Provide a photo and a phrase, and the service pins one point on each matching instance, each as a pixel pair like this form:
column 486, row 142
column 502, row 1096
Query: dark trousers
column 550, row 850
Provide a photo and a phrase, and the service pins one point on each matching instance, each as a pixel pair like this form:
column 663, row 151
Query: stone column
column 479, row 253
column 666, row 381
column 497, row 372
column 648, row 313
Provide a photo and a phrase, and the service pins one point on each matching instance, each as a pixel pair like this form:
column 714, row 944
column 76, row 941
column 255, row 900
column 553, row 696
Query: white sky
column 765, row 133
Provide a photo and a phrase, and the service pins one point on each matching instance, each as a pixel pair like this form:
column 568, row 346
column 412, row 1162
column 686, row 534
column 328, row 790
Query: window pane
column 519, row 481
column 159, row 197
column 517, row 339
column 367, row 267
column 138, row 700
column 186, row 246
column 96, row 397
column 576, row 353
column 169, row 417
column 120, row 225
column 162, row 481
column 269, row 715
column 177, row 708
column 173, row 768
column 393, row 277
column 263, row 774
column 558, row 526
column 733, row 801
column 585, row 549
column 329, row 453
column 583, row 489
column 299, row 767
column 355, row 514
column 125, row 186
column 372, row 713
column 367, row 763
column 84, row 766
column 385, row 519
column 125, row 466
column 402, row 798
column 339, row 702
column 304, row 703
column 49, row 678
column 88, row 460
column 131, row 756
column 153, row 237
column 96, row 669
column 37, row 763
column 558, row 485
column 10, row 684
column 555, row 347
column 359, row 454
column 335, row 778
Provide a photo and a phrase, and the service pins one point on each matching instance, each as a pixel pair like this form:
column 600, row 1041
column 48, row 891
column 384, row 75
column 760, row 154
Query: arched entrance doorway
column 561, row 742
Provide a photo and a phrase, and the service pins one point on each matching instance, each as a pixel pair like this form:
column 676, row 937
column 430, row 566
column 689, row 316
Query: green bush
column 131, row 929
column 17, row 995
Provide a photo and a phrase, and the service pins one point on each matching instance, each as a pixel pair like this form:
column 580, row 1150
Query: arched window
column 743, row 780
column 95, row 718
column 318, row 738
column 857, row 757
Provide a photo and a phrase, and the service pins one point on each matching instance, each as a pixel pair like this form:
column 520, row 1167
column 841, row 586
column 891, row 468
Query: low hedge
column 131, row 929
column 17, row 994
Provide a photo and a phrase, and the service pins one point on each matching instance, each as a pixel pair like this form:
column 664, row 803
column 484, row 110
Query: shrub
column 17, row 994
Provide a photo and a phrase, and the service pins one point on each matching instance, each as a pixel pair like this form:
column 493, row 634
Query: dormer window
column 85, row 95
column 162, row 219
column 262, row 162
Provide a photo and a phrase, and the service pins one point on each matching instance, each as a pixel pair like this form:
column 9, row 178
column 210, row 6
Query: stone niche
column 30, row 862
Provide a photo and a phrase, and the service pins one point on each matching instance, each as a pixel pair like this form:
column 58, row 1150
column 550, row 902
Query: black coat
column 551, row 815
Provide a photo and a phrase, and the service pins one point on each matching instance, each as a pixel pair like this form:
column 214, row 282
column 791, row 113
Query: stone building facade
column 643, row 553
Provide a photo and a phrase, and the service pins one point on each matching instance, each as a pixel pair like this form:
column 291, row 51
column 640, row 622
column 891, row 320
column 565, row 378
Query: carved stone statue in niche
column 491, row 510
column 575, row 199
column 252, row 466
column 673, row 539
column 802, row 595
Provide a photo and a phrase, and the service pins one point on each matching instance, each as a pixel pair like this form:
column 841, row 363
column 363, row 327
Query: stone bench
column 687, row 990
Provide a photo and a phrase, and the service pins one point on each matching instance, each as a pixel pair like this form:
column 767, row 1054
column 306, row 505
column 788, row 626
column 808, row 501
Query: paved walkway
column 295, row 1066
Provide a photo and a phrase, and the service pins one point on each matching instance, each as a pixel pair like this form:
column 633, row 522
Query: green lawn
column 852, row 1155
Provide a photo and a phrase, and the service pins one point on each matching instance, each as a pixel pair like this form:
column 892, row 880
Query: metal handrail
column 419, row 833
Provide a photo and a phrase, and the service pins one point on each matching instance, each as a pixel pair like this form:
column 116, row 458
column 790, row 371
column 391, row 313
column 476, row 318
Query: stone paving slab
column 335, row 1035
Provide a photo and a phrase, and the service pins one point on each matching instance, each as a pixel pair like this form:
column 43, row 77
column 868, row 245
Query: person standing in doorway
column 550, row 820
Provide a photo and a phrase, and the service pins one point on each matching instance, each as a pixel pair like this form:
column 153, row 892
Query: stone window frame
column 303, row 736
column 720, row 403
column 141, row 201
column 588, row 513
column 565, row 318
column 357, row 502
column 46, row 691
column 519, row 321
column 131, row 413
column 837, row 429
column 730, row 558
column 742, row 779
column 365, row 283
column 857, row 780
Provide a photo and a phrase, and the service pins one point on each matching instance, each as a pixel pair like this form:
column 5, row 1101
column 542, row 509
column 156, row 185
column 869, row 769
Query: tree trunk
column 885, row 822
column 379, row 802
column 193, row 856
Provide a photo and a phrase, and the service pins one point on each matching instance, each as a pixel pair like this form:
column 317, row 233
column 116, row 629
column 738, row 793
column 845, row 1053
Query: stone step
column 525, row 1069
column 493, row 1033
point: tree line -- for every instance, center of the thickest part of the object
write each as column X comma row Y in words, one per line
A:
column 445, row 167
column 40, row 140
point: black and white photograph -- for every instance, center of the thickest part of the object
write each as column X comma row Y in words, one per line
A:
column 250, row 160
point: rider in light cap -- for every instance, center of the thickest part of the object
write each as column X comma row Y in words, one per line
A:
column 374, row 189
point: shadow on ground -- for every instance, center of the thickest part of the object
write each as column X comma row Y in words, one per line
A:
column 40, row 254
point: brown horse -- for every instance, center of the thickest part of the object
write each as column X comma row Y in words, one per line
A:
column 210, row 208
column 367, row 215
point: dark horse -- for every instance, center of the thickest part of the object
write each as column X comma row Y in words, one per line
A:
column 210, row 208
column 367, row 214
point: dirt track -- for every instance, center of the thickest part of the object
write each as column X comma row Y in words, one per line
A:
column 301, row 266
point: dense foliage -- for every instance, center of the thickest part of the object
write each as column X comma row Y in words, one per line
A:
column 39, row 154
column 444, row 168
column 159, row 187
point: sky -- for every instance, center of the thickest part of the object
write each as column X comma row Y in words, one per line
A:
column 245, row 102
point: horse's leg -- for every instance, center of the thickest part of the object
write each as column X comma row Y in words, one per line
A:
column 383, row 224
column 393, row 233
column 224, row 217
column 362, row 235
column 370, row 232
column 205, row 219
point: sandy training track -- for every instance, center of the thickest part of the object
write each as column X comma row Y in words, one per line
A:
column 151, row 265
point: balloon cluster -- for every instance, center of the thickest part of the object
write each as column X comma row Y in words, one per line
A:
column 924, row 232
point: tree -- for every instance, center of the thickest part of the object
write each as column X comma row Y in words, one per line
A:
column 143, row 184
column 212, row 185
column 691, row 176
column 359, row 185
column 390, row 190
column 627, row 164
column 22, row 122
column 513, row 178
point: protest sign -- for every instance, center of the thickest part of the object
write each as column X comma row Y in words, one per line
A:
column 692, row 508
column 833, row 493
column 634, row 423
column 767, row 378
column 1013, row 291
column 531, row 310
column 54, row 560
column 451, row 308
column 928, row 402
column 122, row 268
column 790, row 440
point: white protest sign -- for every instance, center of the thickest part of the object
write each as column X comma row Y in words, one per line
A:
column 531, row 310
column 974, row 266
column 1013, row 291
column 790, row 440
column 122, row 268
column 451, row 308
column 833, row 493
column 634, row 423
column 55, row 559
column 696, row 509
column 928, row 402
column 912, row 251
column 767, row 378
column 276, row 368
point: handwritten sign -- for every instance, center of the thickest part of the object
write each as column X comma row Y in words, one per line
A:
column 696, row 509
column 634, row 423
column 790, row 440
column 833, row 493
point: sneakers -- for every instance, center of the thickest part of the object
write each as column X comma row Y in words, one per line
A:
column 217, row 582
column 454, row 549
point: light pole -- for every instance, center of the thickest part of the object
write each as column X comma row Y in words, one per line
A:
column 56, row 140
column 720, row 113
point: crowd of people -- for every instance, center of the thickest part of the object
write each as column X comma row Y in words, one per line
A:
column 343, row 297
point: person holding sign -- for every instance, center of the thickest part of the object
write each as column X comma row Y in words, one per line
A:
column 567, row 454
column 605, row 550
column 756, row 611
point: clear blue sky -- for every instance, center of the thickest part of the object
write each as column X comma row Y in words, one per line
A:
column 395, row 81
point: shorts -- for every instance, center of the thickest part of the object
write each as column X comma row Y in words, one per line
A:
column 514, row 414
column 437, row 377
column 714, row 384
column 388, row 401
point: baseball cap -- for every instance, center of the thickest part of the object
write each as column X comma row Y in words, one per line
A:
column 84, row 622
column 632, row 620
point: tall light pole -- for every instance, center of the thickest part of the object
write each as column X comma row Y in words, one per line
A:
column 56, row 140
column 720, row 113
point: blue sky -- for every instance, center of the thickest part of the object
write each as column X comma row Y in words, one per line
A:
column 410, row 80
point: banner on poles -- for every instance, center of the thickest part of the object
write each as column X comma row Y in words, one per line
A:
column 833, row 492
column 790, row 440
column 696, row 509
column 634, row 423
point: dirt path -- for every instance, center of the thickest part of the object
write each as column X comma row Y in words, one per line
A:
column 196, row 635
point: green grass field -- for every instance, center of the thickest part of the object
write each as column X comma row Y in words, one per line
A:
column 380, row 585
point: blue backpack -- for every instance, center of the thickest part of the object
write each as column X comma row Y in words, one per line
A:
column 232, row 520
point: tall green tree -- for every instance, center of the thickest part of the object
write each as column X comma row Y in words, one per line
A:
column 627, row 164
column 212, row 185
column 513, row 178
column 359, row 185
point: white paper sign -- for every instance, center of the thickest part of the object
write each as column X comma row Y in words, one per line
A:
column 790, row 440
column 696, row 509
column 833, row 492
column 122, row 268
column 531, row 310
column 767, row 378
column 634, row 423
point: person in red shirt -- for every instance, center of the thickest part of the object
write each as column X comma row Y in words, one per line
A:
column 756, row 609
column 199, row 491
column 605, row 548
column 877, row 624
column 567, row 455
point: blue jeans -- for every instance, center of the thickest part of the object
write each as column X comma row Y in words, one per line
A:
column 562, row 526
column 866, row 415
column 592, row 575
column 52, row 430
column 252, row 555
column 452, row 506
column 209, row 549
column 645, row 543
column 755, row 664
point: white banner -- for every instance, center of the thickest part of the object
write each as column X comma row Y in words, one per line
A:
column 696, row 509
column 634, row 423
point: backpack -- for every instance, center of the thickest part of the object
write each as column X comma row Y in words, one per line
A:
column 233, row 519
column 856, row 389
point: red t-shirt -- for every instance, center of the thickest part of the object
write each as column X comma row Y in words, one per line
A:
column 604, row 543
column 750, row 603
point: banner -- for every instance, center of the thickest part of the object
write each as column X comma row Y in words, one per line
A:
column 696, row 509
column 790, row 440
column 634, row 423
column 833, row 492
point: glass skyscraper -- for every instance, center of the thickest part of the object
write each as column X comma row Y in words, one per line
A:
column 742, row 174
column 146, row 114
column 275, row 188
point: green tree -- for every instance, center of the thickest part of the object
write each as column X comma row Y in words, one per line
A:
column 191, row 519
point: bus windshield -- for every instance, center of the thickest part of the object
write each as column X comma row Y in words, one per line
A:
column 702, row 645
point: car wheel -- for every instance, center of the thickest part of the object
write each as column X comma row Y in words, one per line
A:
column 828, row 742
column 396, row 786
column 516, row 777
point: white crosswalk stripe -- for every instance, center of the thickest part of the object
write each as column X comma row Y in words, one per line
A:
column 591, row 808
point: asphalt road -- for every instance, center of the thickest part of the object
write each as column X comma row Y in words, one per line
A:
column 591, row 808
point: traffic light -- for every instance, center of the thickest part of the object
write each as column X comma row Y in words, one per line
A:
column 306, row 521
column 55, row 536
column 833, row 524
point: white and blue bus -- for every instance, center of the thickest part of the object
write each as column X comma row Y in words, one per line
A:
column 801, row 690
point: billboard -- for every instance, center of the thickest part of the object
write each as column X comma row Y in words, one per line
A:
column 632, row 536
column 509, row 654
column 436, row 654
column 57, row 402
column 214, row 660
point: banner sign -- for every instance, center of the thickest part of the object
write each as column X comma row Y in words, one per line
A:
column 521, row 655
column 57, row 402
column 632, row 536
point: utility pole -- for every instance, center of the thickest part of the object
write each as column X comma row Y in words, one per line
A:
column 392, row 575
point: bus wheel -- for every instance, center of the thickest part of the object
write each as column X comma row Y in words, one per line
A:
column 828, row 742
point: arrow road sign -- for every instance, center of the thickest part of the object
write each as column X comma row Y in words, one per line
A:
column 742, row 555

# # # #

* [EXERCISE GOAL]:
Check every line of the data, and copy the ones that contain "blue".

* [TASK ANSWER]:
point: clear blue sky -- for every instance, center of the thickest part of the object
point: blue sky -- for every instance, center of the thickest part of the object
point: blue backpack -- for every instance, center of the thickest part of the object
point: blue jeans -- for every instance, center of the thickest part of the object
point: white and blue bus -- for every instance, center of the thickest part of the object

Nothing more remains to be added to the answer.